元の文章:
****

礼拝の話

2020/06/23 

6月22日(月)聖書 ルカによる福音書 4章40~41節 校長 小西二巳夫

日本の暖房機メーカー、コロナの小林社長がメッセージ広告を出しました。

社名のために社員の家族が嫌がらせを受けたり、差別的な言葉を言われたりすることに心を痛めてのことでした。

このメッセージ自体は心温まるものですが、このようなことを言わなければならないことを考えなければいけないのではと思いました。

コロナはもともとラテン語、そしてギリシャ語で、意味は王冠、花冠、花輪のことです。

それが、皆既月食、皆既日食などで一番外側に見える光の輪を指す意味に使われるようになりました。

コロナという会社名も寒い冬を暖房機で温かく過ごしてほしいと、太陽のコロナの輪にちなんで90年前につけられました。

1960年代に新しいウイルスが発見され、コロナウイルスと呼ばれるようになりました。

コロナは宗教にも関係があります。

キリスト教の古い絵画で顔の後ろに描かれている光の輪、仏像や仏教画の後光がさしているものコロナ・光の輪です。

このようにコロナはよい意味を指すものですが、ウイルスをそのように呼んだために問題が起き、傷つく人が出てくるわけです。

不運としか言いようがありませんが、それで終わってはいけないのです。

そこから始まることがあるのです。

新型コロナウイルスによって世界中の経済がズタズタにされました。

さらに南アメリカ、アフリカでは感染者が爆発的に増加することが予想されています。

勘違いをしてはいけないことは、距離的に遠くても、外国のことであっても、自分には関係ないと思ってはいけないということです。

関係ないと思っていても必ず関係するのが新型コロナウイルスの特徴です。

そうした現実に生きる私たちが考えなければならないことは、新型コロナウイルスに負けないためにはどうすればよいか、です。

相手が全人類を危機に陥れる光の輪なら、こちらも全人類で輪を作って対抗すればよいのです。

人が手をつないで輪を作る、というのは、自分から手を出して助け合うことです。

知恵と力を出し合って支え合うこと、自分が持っているものをそうでない人と共に分かち合うことです。

****

元データ:
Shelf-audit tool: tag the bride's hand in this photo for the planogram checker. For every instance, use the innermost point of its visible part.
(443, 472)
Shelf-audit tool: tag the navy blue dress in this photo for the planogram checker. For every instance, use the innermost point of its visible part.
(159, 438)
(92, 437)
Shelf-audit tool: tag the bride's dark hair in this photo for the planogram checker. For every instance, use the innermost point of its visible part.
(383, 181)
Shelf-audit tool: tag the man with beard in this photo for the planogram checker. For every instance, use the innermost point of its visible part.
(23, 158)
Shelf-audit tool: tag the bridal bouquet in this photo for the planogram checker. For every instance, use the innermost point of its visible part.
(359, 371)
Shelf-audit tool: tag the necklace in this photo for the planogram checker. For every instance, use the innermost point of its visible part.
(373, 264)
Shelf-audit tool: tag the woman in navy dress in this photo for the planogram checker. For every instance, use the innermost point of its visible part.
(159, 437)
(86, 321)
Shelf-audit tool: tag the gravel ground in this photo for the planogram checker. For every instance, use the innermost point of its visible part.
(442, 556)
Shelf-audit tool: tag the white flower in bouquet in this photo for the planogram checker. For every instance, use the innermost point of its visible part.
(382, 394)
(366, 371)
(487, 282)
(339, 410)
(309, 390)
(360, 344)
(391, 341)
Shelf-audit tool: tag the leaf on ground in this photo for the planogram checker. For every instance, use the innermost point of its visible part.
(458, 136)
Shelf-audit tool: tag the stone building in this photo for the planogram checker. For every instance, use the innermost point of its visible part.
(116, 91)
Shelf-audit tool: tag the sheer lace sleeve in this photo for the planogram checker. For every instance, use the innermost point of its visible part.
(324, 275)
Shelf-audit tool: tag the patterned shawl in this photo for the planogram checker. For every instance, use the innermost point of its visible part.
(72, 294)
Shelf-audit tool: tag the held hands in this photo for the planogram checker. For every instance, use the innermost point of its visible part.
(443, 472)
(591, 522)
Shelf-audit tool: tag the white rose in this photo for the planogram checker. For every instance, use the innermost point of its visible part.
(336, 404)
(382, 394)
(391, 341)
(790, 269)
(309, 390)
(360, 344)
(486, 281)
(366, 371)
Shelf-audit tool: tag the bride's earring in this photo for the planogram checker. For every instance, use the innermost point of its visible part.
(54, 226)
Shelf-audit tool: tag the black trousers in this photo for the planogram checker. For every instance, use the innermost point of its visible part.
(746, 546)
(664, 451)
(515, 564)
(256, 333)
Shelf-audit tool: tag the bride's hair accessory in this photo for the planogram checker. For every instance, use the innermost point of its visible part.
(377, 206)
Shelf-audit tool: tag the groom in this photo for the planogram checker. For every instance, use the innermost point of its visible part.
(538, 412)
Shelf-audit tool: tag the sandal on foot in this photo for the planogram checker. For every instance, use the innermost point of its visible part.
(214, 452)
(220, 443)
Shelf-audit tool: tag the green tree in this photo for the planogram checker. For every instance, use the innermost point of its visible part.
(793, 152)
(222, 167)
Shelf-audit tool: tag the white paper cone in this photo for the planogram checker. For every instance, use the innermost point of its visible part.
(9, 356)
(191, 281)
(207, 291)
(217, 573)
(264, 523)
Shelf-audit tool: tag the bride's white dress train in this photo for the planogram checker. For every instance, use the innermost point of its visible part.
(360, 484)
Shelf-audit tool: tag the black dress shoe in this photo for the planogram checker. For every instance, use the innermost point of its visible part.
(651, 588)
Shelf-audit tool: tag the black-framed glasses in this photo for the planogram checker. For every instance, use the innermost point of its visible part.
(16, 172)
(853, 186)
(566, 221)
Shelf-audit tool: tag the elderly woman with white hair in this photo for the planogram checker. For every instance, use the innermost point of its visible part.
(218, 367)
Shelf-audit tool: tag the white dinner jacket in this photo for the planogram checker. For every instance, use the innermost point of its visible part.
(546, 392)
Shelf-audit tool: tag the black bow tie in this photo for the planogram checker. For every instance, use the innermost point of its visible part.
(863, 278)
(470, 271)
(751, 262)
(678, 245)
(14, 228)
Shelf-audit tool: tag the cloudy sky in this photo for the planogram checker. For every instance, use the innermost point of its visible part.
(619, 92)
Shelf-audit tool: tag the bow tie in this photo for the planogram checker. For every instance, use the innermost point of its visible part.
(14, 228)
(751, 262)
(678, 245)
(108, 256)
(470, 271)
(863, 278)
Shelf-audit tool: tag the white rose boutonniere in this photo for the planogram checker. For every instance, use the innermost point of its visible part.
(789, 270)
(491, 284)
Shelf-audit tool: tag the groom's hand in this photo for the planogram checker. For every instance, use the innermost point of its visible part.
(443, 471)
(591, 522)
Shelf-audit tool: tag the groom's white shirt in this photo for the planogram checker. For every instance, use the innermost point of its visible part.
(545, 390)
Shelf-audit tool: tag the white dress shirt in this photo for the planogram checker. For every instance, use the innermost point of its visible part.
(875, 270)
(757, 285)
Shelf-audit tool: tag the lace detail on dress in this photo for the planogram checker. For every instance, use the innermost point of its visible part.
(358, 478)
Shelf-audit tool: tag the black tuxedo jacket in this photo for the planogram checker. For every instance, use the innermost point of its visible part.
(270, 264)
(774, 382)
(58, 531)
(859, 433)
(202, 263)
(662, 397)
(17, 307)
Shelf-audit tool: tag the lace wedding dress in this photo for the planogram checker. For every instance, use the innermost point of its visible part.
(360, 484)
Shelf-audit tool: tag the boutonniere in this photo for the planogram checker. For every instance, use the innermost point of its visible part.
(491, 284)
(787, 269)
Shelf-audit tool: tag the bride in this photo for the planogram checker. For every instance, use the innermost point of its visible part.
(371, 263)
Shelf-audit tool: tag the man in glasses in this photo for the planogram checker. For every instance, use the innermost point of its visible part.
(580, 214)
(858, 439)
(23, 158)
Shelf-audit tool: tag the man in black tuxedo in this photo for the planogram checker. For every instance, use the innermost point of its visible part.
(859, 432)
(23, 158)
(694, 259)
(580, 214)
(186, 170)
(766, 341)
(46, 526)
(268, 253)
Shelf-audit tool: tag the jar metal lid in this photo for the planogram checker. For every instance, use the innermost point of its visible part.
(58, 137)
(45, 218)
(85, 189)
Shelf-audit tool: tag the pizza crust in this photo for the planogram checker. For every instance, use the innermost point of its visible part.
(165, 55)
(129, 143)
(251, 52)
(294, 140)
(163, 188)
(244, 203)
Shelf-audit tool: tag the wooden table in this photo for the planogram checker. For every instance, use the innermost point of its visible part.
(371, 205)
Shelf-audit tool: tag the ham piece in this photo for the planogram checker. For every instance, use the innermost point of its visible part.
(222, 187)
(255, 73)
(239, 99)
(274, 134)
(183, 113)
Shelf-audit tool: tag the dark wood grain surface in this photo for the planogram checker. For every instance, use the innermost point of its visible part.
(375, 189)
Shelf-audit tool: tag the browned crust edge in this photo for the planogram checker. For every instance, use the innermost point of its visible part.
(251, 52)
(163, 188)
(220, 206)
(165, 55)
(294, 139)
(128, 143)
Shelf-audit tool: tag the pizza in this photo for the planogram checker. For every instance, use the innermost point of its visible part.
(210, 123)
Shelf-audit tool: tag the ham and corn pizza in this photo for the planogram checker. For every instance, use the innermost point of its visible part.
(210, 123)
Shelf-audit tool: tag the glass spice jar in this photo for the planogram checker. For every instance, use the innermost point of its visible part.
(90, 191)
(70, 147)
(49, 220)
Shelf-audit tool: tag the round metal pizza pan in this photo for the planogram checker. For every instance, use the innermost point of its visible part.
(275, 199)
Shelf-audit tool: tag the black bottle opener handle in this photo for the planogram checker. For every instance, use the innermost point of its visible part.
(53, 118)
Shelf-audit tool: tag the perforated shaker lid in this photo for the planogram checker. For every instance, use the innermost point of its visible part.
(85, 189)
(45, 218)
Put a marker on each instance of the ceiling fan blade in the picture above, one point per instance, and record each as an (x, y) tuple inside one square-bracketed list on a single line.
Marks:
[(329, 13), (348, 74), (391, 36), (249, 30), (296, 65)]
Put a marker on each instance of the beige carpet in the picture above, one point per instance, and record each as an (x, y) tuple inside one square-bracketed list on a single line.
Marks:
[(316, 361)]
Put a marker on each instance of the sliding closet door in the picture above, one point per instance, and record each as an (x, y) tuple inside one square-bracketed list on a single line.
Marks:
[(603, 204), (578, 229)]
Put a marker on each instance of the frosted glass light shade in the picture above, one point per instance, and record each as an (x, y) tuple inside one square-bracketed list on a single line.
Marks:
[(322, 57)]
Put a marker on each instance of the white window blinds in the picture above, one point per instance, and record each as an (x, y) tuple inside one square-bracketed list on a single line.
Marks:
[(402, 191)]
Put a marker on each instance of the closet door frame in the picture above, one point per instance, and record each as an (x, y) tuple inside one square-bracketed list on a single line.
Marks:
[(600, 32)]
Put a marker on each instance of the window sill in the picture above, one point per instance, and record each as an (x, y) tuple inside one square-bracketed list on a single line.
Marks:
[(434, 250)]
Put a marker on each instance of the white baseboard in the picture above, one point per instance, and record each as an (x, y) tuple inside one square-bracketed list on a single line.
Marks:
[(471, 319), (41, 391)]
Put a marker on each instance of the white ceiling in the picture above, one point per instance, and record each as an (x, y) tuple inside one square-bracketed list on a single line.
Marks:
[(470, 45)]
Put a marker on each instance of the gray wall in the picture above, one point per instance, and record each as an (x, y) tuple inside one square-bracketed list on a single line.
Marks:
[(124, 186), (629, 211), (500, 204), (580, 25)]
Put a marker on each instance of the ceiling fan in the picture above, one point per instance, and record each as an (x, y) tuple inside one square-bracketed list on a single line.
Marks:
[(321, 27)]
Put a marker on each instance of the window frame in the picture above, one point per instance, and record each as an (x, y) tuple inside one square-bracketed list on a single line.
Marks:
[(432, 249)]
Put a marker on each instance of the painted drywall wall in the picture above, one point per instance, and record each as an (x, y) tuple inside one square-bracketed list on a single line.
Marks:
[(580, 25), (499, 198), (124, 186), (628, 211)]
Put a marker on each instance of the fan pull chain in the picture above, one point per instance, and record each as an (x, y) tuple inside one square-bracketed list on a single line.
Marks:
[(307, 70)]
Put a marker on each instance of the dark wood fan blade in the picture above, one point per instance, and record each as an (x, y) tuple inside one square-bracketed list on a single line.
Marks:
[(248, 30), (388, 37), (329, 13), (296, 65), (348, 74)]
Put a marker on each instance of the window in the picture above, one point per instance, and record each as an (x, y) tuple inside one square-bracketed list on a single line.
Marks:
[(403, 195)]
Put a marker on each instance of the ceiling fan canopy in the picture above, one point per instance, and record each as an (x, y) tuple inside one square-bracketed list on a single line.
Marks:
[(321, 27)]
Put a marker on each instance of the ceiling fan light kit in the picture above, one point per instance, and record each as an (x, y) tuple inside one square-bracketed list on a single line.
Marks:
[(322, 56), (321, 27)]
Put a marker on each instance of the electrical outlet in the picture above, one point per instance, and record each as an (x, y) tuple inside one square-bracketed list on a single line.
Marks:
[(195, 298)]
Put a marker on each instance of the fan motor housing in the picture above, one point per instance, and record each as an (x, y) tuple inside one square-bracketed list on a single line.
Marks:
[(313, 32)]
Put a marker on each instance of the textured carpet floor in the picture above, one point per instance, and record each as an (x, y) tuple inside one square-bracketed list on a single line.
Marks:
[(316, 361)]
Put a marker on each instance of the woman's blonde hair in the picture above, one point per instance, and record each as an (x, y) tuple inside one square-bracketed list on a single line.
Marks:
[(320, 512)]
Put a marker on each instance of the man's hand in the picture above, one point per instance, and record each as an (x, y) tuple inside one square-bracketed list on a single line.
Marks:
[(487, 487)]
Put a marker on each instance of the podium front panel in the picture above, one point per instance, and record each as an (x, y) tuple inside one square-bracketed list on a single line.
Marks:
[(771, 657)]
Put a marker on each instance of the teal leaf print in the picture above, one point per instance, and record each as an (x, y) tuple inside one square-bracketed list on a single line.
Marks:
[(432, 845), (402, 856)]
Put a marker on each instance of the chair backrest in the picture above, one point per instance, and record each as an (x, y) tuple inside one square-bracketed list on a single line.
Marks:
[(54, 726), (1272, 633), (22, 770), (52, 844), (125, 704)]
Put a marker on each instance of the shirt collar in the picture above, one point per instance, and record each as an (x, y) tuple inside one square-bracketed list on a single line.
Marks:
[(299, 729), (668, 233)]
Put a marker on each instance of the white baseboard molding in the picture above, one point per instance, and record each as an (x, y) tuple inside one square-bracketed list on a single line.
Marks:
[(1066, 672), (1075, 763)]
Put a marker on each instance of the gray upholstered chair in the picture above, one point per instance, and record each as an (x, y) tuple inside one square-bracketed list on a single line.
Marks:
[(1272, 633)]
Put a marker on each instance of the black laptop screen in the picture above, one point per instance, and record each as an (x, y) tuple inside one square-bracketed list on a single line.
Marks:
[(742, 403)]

****

作業一覧:
A – 元の文章から、「コロナはもともとラテン語、そしてギリシャ語で、意味は王冠、花冠、花輪のことです。」で始まり「と呼ばれるようになりました。」で終わる部分を一字も変えずに書き写してください。
B – 元の文章にある「1960年代に新しいウイルスが発見され、コロナウイルスと呼ばれるようになりました。」という一文を英語に訳してください。
C – 次の(i)〜(iii)が元の文章の内容と合っているかを、それぞれ「はい」か「いいえ」で答えてください。判断の決め手となる元の文章の言葉も、そのまま引用して添えてください。
(i) コロナという会社名は90年前につけられた。
(ii) コロナウイルスは2000年代に発見された。
(iii) 南アメリカやアフリカでは、感染者が減ると予想されている。
行のデータは、この作業には使いません。

作業の答え:
A –
コロナはもともとラテン語、そしてギリシャ語で、意味は王冠、花冠、花輪のことです。

それが、皆既月食、皆既日食などで一番外側に見える光の輪を指す意味に使われるようになりました。

コロナという会社名も寒い冬を暖房機で温かく過ごしてほしいと、太陽のコロナの輪にちなんで90年前につけられました。

1960年代に新しいウイルスが発見され、コロナウイルスと呼ばれるようになりました。

B – In the 1960s, a new virus was discovered and came to be called coronavirus.

C –
(i) はい。「太陽のコロナの輪にちなんで90年前につけられました」
(ii) いいえ。「1960年代に新しいウイルスが発見され」
(iii) いいえ。「感染者が爆発的に増加することが予想されています」